## What this task involves
Give the following records again in full and without alteration.

## Entries supplied
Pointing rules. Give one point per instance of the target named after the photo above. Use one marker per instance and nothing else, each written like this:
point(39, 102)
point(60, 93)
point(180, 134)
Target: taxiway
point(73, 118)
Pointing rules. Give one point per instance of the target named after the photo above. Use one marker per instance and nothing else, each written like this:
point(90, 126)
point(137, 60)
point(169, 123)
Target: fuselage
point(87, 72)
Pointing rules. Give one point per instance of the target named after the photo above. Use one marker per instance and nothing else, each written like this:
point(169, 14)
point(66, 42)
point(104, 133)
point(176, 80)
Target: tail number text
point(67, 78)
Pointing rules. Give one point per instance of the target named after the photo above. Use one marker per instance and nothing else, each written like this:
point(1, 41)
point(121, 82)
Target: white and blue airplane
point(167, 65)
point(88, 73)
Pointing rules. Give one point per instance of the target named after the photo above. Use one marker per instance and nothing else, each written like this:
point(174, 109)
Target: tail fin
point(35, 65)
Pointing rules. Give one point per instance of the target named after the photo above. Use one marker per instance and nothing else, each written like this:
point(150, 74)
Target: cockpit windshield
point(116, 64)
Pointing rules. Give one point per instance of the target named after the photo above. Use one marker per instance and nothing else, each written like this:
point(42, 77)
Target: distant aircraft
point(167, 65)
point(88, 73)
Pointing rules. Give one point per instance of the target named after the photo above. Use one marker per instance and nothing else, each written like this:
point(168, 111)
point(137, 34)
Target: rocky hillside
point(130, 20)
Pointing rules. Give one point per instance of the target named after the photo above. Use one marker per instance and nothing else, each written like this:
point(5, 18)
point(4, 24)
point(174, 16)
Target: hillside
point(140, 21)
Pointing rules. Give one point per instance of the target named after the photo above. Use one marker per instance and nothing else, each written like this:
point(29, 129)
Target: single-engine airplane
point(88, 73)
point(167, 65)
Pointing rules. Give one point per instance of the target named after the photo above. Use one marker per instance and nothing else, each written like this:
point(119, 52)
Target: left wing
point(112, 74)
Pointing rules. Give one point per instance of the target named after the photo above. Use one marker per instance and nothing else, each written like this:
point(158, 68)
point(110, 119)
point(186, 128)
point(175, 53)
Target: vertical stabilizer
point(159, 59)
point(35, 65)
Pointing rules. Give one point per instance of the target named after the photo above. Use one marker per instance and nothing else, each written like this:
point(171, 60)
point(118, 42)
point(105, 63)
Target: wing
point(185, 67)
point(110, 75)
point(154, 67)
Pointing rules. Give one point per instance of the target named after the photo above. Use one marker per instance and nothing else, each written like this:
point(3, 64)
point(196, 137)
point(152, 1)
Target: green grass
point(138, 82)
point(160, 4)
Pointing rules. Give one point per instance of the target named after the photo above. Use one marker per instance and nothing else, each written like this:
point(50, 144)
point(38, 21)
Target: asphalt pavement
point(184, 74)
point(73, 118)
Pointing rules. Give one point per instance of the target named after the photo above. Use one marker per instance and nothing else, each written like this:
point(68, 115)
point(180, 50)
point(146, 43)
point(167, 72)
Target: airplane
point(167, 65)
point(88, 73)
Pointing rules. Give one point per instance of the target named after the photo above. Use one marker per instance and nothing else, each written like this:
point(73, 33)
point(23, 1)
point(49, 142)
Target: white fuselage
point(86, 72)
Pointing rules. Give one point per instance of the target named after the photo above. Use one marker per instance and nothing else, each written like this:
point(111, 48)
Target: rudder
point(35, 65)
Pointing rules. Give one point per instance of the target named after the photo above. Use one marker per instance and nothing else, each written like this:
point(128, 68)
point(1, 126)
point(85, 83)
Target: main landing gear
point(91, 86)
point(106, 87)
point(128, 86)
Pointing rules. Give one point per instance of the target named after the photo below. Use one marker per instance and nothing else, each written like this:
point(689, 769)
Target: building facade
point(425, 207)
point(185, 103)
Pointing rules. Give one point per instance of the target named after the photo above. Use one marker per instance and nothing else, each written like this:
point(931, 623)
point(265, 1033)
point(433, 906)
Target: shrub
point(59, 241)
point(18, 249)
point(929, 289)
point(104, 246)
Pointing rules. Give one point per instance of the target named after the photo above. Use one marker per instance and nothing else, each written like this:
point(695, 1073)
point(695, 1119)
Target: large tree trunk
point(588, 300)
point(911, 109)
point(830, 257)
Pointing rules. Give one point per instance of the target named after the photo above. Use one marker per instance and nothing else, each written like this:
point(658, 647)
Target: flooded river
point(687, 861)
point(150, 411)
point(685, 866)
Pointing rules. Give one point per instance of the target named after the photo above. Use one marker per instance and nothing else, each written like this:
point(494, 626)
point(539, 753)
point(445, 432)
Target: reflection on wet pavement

## Worked solution
Pointing rules. Give one point per instance of the target named after the photo above. Use one marker per instance and nothing else, each written like this:
point(39, 102)
point(60, 93)
point(180, 134)
Target: taxiway
point(73, 118)
Pointing rules. Give one point per instance of the target named after the photo above. Use one marker per instance and nothing else, each written like this:
point(90, 126)
point(137, 60)
point(169, 123)
Target: fuselage
point(87, 72)
Pointing rules. Give one point per instance of the target named after the photo above. Use one marker per instance and nothing else, each written like this:
point(169, 14)
point(66, 42)
point(104, 133)
point(176, 80)
Target: tail number text
point(67, 78)
Pointing rules. Give one point per instance of the target named after the photo above. Use one marker per instance and nothing else, each written like this:
point(1, 41)
point(121, 82)
Target: white and blue airplane
point(167, 65)
point(88, 73)
Pointing rules. Give one point per instance of the target named after the photo above. Use one marker per instance and nothing else, each written like this:
point(174, 109)
Target: tail fin
point(35, 65)
Pointing rules. Give one point per instance of the target named after the photo above. Use one marker per instance and nothing else, each written like this:
point(150, 74)
Target: cockpit windshield
point(116, 64)
Pointing rules. Give one point per instance of the target named after the photo above. Use one marker per instance and nothing else, each written like this:
point(42, 77)
Target: distant aircraft
point(167, 65)
point(88, 73)
Pointing rules. Give one point per instance of the target named after the photo above. Use one marker per instance and nothing else, each written like this:
point(168, 111)
point(137, 34)
Target: rocky hillside
point(130, 20)
Pointing rules. Give one point per instance of the target named after the photo above. Use one marker per instance and nothing else, each written like this:
point(5, 18)
point(4, 24)
point(174, 16)
Target: hillside
point(140, 21)
Pointing rules. Give one point per instance of the target named after the photo above. Use one marker per instance and nothing else, each written like this:
point(29, 129)
Target: single-engine airplane
point(88, 73)
point(167, 65)
Pointing rules. Give one point per instance of the target named after the photo above. Use one marker per instance and nothing else, each written like this:
point(119, 52)
Target: left wing
point(112, 74)
Pointing rules. Give one point per instance of the target named after the photo above. Use one marker per instance and nothing else, each written like this:
point(158, 68)
point(110, 119)
point(186, 128)
point(175, 53)
Target: vertical stabilizer
point(159, 59)
point(35, 65)
Pointing rules. Give one point per instance of the target named after the photo above. Use one marker per instance and nothing else, each written like this:
point(171, 60)
point(118, 42)
point(105, 63)
Target: wing
point(185, 67)
point(110, 75)
point(154, 67)
Pointing rules. Give one point per instance of the target named after the photo above. Use one marker per instance and nothing else, each written like this:
point(3, 64)
point(196, 137)
point(152, 1)
Target: green grass
point(138, 82)
point(160, 4)
Pointing rules. Give one point per instance of the target named after the photo above. Use one marker per instance and nothing else, each written like this:
point(50, 144)
point(38, 21)
Target: asphalt pavement
point(184, 74)
point(73, 118)
Pointing rules. Give one point per instance of the target named after the photo above. Use one marker per instance and nothing else, each written like this:
point(68, 115)
point(180, 50)
point(146, 43)
point(167, 72)
Target: airplane
point(167, 65)
point(88, 73)
Pointing rules. Give one point per instance of the target named after the photo above. Use one marker per instance and nothing else, each written like this:
point(73, 33)
point(23, 1)
point(49, 142)
Target: white fuselage
point(86, 72)
Pointing rules. Give one point per instance of the target named after the photo above. Use one marker per instance and nothing else, each written like this:
point(111, 48)
Target: rudder
point(35, 65)
Pointing rules. Give one point per instance of the target named after the photo above. Use one marker per instance and nothing else, each written like this:
point(128, 68)
point(1, 126)
point(85, 83)
Target: main landing gear
point(91, 86)
point(106, 87)
point(128, 86)
Pointing rules. Give one point per instance of the target named after the photo below. Use one marker per instance and nothing else, each written like this:
point(689, 769)
Target: building facade
point(425, 207)
point(185, 103)
Pointing rules. Give one point per instance of the target named after the photo above. Use one marker per instance and nothing else, each written like this:
point(931, 623)
point(265, 1033)
point(433, 906)
Target: shrub
point(59, 241)
point(18, 249)
point(929, 289)
point(104, 246)
Pointing rules. Give one point per instance of the target named after the photo above. Use one marker per instance and nothing else, each written like this:
point(695, 1073)
point(695, 1119)
Target: large tree trunk
point(588, 300)
point(911, 109)
point(830, 257)
Pointing rules. Give one point per instance of the target named after the photo above. Use one marker per instance and nothing else, each written like this:
point(658, 647)
Target: flooded river
point(687, 861)
point(150, 411)
point(685, 866)
Pointing rules. Give one point per instance of the target named after the photo above. Use one marker per instance and nothing else, each written like this:
point(494, 626)
point(539, 753)
point(445, 432)
Target: reflection on wet pavement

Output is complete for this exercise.